_Aim_
Format only the lines below that fall between the line containing "Return one point for each instance of the orange band" and the line containing "(1179, 729)", inclusive, as a numbered list, omitting any blank lines.

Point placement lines
[Begin]

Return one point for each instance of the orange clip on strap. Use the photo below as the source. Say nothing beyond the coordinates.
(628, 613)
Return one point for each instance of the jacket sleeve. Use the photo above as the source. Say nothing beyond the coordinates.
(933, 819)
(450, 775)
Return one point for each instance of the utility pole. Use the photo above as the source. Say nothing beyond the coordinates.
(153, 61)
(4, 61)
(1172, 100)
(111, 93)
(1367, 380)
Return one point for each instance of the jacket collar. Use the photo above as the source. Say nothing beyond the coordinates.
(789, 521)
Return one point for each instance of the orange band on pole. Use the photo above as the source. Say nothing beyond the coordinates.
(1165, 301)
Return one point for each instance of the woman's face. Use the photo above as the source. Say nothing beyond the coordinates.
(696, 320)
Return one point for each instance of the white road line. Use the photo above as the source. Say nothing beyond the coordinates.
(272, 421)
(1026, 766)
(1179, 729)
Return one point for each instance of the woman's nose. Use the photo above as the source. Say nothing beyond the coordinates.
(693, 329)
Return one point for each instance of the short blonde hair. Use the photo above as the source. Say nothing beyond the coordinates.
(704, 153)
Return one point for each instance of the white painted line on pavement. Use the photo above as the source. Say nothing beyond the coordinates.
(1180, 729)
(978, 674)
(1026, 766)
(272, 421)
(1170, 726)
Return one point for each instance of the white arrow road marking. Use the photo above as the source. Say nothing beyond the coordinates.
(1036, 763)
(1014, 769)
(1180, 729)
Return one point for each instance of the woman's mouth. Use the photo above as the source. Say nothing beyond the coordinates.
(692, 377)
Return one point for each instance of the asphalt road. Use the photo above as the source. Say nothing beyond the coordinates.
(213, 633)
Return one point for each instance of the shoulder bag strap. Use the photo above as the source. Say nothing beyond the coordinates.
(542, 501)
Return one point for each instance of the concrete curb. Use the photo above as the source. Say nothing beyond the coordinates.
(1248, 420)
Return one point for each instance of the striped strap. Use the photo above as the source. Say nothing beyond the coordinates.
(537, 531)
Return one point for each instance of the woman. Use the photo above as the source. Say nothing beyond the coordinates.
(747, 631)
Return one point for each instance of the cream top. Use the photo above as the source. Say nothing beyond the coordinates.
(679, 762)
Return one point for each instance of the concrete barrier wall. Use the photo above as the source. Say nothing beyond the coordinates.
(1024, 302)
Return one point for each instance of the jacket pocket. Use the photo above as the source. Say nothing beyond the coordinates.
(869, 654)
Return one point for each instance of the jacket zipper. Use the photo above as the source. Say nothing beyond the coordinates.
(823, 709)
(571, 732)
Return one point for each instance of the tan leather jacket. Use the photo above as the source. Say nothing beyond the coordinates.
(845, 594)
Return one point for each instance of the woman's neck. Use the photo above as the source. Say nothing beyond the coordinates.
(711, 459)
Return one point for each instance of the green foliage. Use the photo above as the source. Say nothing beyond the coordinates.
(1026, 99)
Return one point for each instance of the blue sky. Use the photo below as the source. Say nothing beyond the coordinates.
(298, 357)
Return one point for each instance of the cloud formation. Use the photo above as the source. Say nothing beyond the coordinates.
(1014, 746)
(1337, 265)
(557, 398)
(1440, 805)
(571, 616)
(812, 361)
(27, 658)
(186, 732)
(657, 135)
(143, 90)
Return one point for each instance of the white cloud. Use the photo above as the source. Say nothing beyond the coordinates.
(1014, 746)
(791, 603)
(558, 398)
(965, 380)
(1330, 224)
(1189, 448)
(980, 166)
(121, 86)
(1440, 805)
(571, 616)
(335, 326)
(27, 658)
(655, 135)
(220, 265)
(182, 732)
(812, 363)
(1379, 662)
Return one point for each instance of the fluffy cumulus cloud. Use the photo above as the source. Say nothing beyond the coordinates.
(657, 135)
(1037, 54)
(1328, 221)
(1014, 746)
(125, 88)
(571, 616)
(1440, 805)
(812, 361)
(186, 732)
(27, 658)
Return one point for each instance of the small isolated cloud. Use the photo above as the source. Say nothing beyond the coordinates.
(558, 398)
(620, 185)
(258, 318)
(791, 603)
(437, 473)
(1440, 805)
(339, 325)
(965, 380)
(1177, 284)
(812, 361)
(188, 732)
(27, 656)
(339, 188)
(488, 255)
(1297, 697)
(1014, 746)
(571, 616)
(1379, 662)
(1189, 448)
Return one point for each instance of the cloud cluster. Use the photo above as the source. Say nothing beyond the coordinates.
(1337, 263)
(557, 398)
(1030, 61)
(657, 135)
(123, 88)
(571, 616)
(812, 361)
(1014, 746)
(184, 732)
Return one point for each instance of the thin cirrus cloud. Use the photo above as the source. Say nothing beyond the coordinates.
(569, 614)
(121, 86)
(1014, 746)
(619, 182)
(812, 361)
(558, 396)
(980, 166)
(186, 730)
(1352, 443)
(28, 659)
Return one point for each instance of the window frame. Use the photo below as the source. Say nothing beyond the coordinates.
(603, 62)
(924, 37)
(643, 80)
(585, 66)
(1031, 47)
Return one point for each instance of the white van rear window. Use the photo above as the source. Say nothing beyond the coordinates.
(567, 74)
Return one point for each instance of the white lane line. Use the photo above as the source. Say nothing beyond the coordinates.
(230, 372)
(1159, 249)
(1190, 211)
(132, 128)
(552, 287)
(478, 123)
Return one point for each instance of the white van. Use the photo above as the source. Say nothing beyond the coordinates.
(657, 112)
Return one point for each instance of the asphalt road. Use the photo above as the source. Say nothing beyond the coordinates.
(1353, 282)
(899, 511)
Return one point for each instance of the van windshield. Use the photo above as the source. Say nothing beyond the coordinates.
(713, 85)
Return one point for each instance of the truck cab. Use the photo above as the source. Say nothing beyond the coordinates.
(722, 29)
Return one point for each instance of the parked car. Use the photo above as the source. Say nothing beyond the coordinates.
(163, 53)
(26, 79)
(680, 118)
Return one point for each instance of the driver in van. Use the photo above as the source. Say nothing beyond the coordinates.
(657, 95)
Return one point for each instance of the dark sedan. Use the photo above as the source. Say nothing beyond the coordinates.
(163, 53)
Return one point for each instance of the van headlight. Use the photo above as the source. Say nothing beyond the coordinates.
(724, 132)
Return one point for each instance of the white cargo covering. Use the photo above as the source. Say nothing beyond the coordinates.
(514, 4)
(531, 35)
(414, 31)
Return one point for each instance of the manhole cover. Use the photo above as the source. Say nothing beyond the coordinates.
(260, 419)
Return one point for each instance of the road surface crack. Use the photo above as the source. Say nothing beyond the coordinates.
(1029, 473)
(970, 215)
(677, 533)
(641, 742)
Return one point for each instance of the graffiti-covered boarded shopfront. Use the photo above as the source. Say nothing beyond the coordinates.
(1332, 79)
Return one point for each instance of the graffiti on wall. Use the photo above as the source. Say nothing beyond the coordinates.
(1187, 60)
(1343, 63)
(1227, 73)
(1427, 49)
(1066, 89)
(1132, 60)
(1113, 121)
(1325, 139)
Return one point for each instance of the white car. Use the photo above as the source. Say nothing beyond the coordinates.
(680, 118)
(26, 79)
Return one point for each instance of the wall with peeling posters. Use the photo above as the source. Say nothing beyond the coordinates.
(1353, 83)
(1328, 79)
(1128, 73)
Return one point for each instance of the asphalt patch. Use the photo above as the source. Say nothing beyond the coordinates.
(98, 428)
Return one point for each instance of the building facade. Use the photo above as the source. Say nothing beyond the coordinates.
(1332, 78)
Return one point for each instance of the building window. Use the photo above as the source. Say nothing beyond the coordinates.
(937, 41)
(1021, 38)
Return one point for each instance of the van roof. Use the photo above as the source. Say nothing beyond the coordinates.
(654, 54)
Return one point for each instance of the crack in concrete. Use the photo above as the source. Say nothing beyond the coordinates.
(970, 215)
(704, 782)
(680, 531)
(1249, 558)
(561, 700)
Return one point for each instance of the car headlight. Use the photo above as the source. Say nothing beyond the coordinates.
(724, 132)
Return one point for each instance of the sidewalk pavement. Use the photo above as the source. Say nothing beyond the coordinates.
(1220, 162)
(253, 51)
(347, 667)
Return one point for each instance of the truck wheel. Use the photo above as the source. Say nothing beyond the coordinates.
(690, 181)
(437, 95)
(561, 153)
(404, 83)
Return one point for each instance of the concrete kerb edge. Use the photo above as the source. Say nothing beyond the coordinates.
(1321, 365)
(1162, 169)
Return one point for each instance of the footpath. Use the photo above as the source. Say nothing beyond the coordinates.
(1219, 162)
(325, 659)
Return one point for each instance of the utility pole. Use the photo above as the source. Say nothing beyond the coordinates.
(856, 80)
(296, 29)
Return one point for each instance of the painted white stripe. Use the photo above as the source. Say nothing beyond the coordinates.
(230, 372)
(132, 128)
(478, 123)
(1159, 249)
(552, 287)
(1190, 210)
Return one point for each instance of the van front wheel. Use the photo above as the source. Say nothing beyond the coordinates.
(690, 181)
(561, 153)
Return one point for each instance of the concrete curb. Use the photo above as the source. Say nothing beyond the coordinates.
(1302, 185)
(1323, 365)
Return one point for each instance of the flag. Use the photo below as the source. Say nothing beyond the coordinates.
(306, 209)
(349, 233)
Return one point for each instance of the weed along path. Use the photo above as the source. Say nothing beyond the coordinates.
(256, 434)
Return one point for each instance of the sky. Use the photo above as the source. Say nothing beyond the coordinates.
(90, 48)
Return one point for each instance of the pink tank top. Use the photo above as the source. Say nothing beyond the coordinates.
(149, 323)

[End]

_Correct answer_
1. Return one point for each instance of the orange band on pole. Use the photo above as the source. Say nothing beyond the coordinates.
2. (1165, 301)
3. Return one point for each instance of the woman's face. Use the photo above as the source. Say nothing beyond the coordinates.
4. (696, 320)
5. Return one point for each instance of the white road line. Use the photo above as the source. Say nothing beyond the coordinates.
6. (272, 421)
7. (1026, 766)
8. (1179, 729)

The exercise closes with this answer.